- _Your objective_
Your task is to copy each line of the material below that includes "support".

═══ Records shown

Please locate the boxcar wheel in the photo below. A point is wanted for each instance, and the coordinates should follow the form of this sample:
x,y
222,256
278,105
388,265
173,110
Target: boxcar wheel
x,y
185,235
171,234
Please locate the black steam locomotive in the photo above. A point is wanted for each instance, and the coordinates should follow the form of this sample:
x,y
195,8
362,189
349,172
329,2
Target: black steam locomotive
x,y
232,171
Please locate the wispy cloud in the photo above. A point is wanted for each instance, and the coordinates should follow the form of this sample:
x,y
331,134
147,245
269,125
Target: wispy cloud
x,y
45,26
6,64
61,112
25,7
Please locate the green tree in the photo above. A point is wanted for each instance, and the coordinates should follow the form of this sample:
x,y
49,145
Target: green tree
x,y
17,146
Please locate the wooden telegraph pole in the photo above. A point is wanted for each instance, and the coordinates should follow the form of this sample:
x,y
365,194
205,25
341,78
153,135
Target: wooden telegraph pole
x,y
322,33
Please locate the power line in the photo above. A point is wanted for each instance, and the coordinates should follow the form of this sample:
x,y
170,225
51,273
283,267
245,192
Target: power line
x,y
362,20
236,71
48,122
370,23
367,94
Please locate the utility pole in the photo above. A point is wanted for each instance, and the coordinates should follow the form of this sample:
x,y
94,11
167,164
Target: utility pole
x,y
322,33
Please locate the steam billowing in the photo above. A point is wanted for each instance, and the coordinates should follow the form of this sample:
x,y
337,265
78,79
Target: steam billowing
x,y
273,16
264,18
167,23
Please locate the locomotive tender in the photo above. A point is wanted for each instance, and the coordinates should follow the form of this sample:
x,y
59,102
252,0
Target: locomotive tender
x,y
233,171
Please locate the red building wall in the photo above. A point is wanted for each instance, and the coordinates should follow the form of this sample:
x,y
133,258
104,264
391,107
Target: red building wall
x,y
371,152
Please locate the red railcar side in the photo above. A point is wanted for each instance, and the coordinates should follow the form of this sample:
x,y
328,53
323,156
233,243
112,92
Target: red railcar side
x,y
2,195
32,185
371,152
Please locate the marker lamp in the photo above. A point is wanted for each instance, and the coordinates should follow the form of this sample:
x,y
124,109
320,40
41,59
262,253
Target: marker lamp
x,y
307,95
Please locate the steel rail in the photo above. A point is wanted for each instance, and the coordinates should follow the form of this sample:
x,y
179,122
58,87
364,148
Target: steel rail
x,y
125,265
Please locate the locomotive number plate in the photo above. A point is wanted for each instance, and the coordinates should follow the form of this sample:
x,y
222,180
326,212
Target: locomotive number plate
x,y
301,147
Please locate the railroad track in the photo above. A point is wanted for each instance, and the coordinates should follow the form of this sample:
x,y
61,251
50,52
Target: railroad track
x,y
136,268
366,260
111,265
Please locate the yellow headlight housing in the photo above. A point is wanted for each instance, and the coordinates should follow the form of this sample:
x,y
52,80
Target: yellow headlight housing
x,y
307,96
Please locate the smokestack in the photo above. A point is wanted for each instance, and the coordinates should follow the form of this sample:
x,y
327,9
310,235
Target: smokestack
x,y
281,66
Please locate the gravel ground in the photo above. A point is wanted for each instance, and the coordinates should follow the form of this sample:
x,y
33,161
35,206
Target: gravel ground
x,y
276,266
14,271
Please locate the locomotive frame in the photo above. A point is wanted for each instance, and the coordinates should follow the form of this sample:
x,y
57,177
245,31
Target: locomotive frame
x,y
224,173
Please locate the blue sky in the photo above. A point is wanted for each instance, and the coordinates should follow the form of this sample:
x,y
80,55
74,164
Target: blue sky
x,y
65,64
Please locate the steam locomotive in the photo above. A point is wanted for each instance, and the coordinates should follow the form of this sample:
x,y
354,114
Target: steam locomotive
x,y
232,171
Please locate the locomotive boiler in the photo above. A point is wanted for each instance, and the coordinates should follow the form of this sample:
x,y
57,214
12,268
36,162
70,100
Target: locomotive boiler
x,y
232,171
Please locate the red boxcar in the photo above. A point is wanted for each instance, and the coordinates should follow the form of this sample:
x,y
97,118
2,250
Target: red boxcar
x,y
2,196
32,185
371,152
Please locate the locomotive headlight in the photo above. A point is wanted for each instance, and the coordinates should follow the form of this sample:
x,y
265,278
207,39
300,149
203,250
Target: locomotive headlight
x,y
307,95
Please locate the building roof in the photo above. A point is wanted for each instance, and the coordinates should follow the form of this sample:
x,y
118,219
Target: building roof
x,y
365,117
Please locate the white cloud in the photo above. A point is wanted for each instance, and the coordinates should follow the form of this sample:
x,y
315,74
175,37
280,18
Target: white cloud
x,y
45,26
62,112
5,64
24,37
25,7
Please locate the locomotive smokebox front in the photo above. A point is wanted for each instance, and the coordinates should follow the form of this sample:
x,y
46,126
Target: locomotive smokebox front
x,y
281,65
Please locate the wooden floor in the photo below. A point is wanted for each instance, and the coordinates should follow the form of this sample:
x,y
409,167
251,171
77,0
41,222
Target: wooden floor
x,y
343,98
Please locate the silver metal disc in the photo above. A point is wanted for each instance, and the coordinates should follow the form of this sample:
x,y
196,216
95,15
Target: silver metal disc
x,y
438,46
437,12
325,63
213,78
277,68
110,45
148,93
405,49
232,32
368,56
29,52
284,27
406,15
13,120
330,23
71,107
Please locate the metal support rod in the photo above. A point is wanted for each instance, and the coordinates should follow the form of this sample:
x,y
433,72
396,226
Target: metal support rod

══════
═══ Records shown

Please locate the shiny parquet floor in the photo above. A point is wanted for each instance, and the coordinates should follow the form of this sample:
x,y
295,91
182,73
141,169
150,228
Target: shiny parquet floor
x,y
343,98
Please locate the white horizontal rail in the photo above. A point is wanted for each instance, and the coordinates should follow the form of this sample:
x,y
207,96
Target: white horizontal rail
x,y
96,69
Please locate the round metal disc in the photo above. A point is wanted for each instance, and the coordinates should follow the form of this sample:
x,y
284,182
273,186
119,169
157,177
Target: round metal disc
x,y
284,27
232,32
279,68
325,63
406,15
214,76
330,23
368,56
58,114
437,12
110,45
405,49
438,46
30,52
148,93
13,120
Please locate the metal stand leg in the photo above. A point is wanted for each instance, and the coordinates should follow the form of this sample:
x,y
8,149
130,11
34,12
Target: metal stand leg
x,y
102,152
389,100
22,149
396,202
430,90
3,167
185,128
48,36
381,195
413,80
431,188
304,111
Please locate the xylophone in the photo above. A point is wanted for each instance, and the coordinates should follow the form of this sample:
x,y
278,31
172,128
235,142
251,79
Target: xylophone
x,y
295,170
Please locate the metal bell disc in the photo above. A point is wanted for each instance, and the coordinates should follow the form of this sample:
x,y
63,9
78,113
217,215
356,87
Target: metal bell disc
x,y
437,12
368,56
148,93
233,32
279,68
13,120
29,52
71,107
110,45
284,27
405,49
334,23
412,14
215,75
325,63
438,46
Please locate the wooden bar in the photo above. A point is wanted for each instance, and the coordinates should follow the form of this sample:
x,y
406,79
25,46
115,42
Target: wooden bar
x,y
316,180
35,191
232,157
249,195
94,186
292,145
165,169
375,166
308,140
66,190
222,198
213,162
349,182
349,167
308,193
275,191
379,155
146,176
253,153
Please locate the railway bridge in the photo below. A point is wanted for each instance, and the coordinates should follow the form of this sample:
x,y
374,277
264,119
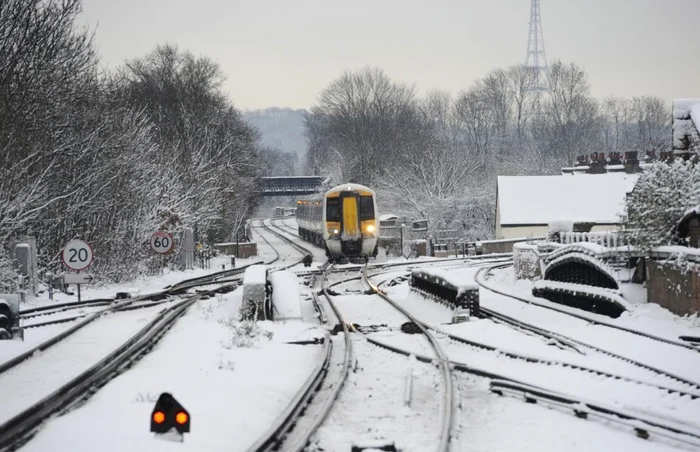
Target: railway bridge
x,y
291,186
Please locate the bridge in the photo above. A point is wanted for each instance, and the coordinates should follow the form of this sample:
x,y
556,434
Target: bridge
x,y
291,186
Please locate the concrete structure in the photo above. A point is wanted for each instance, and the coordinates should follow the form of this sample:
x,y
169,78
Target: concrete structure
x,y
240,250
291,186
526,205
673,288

══════

- _Task output_
Please locate the metal support rod in the photo above. A point is wanted for each instance, and the coordinates should follow the form of this sample:
Target: metal support rod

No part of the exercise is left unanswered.